ЗАДАНИЕ: Перепишите фрагмент приветствия от «Михаил Гефтер» до «инициаторами этого собрания.», заменив «друга» на «товарища».

СТРАНИЦА:
* * * * * * * * *
Михаил Гефтер
Приветствие участникам круглого стола «Альтернативы развития» в журнале «Рабочий класс и современный мир», посвященного 70-летию со дня рождения М.Я. Гефтера
Текст посвящен роли историка в обществе и становлению Гефтера как историка.
Частично опубликовано: М. Гефтер. К альтернативе //Век ХХ и мир. 1992. № 3. Текст надиктован.
Я приветствую вас всех вместе и каждого в отдельности. Не стоит скрывать, что я рад тому обстоятельству, что мое «-летие» послужило поводом для этого круглого стола, который, судя по составу участников, с которыми я познакомился, обещает быть интересным и мыслями, и, надеюсь, продуктивным своим «разномыслием».
Я хотел бы как-то отдельно поблагодарить своего неизменного друга Игоря Константиновича Пантина и всех, кто были инициаторами этого собрания.
Поскольку мне наперед предоставлена маленькая привилегия, познакомившись с тем, что будет сегодня сказано, добавить к этому что-то от себя по существу дела, я ограничусь сейчас всего лишь несколькими словами, касающимися нашего ремесла и немножко меня лично.
В школьные годы я собирался стать физиологом. Но моя бурная общественная активность вынесла иной приговор: я стал и остался историком (сейчас уже смешно выражать по этому поводу сожаление; ну, а о радости говорить ни к чему). Стал и остался. И таковым уже буду, вероятно, до самого конца.
* * * * * * * * *
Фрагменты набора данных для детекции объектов
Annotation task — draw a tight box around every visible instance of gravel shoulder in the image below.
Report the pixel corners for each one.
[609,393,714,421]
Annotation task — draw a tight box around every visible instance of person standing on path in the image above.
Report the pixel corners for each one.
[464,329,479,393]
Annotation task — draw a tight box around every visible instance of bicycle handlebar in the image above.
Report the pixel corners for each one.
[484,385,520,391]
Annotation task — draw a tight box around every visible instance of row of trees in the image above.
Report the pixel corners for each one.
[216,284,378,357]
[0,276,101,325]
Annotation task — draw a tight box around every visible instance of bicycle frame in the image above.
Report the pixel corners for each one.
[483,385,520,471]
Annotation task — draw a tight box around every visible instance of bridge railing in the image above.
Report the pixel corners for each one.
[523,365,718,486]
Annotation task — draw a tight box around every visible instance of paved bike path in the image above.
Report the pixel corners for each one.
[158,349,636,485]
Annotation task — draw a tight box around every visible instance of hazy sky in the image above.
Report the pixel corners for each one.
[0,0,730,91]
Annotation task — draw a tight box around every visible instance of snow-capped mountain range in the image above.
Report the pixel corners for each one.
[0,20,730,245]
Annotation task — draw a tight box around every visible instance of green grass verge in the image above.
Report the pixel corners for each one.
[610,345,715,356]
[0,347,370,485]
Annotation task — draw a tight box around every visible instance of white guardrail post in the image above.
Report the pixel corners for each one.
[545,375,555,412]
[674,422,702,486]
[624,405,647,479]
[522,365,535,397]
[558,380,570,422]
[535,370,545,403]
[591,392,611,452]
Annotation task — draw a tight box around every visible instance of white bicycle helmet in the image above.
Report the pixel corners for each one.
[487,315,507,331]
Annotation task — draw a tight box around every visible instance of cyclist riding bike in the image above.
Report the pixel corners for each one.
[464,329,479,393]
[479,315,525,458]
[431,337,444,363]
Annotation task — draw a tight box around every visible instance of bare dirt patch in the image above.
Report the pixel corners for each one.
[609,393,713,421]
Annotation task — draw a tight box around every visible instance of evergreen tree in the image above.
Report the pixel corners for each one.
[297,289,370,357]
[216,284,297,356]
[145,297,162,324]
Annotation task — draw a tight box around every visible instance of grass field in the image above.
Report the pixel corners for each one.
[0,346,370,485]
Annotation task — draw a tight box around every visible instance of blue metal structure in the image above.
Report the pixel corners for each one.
* * * * * * * * *
ОТВЕТ:
Михаил Гефтер
Приветствие участникам круглого стола «Альтернативы развития» в журнале «Рабочий класс и современный мир», посвященного 70-летию со дня рождения М.Я. Гефтера
Текст посвящен роли историка в обществе и становлению Гефтера как историка.
Частично опубликовано: М. Гефтер. К альтернативе //Век ХХ и мир. 1992. № 3. Текст надиктован.
Я приветствую вас всех вместе и каждого в отдельности. Не стоит скрывать, что я рад тому обстоятельству, что мое «-летие» послужило поводом для этого круглого стола, который, судя по составу участников, с которыми я познакомился, обещает быть интересным и мыслями, и, надеюсь, продуктивным своим «разномыслием».
Я хотел бы как-то отдельно поблагодарить своего неизменного товарища Игоря Константиновича Пантина и всех, кто были инициаторами этого собрания.